▸ Work to complete:
Reproduce every one of the items below word for word, without changing anything.

▸ Supplied records:
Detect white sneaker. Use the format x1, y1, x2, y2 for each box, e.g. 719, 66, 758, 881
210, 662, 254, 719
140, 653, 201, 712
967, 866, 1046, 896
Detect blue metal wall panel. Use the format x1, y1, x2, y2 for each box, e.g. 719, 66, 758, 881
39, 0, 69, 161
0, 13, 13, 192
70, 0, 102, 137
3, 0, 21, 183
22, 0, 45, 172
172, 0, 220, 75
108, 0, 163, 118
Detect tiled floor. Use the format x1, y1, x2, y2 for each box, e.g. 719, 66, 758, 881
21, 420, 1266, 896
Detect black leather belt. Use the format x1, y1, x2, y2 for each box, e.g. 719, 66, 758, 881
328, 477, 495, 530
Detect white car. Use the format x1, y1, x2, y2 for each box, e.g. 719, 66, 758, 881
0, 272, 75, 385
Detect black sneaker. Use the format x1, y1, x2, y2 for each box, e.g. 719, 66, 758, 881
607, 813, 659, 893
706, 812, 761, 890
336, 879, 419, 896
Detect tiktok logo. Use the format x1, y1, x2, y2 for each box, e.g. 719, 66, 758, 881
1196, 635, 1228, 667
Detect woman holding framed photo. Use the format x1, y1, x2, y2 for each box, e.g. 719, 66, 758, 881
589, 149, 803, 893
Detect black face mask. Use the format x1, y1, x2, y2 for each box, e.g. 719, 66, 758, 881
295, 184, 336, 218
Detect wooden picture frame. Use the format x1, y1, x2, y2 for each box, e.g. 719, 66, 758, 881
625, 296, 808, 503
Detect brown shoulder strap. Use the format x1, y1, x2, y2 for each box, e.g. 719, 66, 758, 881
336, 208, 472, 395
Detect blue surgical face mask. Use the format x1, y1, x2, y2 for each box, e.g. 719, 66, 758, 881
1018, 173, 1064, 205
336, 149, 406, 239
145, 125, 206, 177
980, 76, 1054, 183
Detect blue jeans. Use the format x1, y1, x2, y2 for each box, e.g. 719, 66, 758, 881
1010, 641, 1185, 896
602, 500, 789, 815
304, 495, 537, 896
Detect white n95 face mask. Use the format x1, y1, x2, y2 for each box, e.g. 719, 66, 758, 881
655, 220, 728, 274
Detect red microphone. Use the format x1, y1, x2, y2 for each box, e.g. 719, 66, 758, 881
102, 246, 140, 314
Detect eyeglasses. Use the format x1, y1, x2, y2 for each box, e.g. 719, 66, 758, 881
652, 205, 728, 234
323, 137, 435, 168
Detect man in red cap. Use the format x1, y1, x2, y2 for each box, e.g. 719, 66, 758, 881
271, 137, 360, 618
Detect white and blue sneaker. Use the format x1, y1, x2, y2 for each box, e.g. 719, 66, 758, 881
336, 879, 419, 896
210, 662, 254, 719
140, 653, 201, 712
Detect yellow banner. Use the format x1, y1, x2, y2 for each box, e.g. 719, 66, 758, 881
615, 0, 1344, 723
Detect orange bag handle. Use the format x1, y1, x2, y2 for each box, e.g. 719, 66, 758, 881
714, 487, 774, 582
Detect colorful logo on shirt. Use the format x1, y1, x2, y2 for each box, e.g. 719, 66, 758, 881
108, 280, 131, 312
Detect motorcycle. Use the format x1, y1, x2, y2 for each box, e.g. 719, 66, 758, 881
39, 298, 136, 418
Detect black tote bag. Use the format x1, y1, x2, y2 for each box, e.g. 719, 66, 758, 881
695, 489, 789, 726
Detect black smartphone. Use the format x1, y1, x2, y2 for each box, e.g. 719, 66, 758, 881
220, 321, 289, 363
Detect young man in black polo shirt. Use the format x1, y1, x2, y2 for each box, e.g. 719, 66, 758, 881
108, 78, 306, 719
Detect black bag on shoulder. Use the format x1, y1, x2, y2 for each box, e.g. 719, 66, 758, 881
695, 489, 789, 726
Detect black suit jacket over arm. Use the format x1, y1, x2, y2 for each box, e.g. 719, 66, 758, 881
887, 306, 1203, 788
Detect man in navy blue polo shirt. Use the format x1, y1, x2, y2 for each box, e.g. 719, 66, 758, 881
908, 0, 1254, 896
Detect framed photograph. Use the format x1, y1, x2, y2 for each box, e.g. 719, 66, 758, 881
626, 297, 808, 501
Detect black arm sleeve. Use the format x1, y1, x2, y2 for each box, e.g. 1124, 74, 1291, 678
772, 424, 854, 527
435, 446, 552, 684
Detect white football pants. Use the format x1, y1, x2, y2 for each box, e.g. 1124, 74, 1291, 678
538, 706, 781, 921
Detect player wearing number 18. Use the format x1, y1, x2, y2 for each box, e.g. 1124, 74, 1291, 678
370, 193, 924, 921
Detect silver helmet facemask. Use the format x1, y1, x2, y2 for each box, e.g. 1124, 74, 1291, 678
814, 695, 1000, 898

▸ Written answer:
Detect white sneaker. Use the format x1, y1, x2, y2 for each box, e.g. 719, 66, 758, 881
210, 662, 254, 719
140, 653, 201, 712
967, 866, 1046, 896
Detect blue metal wall panel. Use the format x1, y1, x2, y2 for each box, e.g. 719, 66, 758, 881
39, 0, 69, 161
0, 13, 13, 192
70, 0, 102, 137
3, 0, 21, 183
22, 0, 45, 172
172, 0, 220, 75
108, 0, 163, 118
Detect tiled floor. Use the format x1, y1, x2, y2 for each box, e.g. 719, 66, 758, 881
21, 420, 1266, 896
Detect black leather belt. Use the format x1, y1, x2, y2 for each box, e.g. 719, 66, 758, 881
328, 477, 495, 530
Detect white car. Use the format x1, y1, x2, y2 for each box, e.g. 719, 66, 758, 881
0, 272, 75, 385
Detect black sneaker. Use the format x1, y1, x2, y2 for each box, e.g. 719, 66, 758, 881
607, 813, 659, 893
706, 812, 761, 890
336, 879, 419, 896
Detect tiktok logo. Use the format x1, y1, x2, y2 for each box, e.g. 719, 66, 758, 881
1196, 635, 1228, 667
Detect woman holding framed photo. Use the format x1, y1, x2, y2 for each box, e.g. 719, 66, 758, 881
589, 149, 803, 893
Detect black face mask. Use the format x1, y1, x2, y2 for each box, e.g. 719, 66, 758, 881
295, 184, 336, 218
Detect wooden picture frame. Use the format x1, y1, x2, y2 for each box, e.g. 719, 66, 758, 881
625, 296, 808, 503
Detect brown shoulder strap. Use the format x1, y1, x2, y2 for each box, e.g. 719, 66, 758, 881
336, 208, 472, 395
Detect blue surgical face mask. Use the format x1, y1, x2, y2 for each box, e.g. 719, 66, 758, 881
1018, 173, 1064, 205
336, 149, 406, 239
145, 125, 206, 177
980, 76, 1054, 183
Detect blue jeans. Use the format x1, y1, x2, y2 for each box, e.g. 719, 66, 758, 881
1010, 641, 1185, 896
602, 500, 789, 815
304, 495, 537, 896
Detect white n95 face mask. Use the format x1, y1, x2, y2 for each box, e.g. 719, 66, 758, 881
655, 220, 728, 274
Detect red microphone. Use the format x1, y1, x2, y2 for each box, e.g. 719, 66, 758, 881
102, 246, 140, 314
Detect eyeglasses. Use the format x1, y1, x2, y2 for each box, e.g. 719, 66, 758, 881
652, 205, 728, 234
323, 137, 435, 168
Detect man in red cap. Use the format x1, y1, x2, y2 for each box, e.g. 719, 66, 758, 881
271, 137, 360, 618
Detect white and blue sneaker. Use the format x1, y1, x2, y2 for each box, e.g. 719, 66, 758, 881
336, 879, 419, 896
210, 662, 254, 719
140, 653, 201, 712
Detect yellow banner. Use the format x1, y1, x2, y2 for each box, e.g. 719, 66, 758, 881
615, 0, 1344, 723
Detect orange bag handle. Use the format x1, y1, x2, y2 for each box, e.g. 719, 66, 758, 881
714, 487, 774, 582
Detect colorful logo on shirt. Use the format x1, y1, x2, y2 for each box, e.g. 719, 66, 758, 881
108, 280, 131, 312
Detect motorcycle. Use the format x1, y1, x2, y2 for each box, e.g. 719, 66, 758, 881
39, 298, 136, 418
Detect black tote bag. Use the format x1, y1, x2, y2 for each box, e.g. 719, 66, 758, 881
695, 489, 789, 726
Detect black smartphone. Use the format x1, y1, x2, y2 for each box, e.g. 719, 66, 758, 881
220, 321, 289, 363
Detect young man in black polo shirt. Use the format x1, y1, x2, y2 for each box, e.g. 719, 66, 758, 881
108, 78, 306, 719
Detect black bag on shoulder. Use the format x1, y1, x2, y2 for each box, e.g. 719, 66, 758, 881
695, 489, 789, 726
Detect black suit jacket over arm. Use the format x1, y1, x2, y2 for each box, e.g. 719, 66, 758, 881
887, 306, 1203, 788
Detect man in navy blue polo shirt. Use the format x1, y1, x2, y2 for each box, e.g. 719, 66, 758, 881
908, 0, 1254, 896
Detect framed photograph. Use the format x1, y1, x2, y2 for each box, e.g. 719, 66, 758, 881
626, 297, 808, 501
Detect black arm sleeve. Use the format x1, y1, x2, y2 for each box, e.g. 1124, 74, 1291, 678
772, 424, 854, 527
435, 446, 552, 684
Detect white football pants. Use the format x1, y1, x2, y2 for each box, e.g. 1124, 74, 1291, 678
538, 706, 781, 921
Detect player wearing number 18. Use the format x1, y1, x2, y2 for each box, e.g. 1124, 74, 1291, 678
370, 193, 924, 921
Detect silver helmet facemask. Use the format x1, y1, x2, y2 for each box, e.g. 1124, 74, 1291, 678
814, 695, 1000, 898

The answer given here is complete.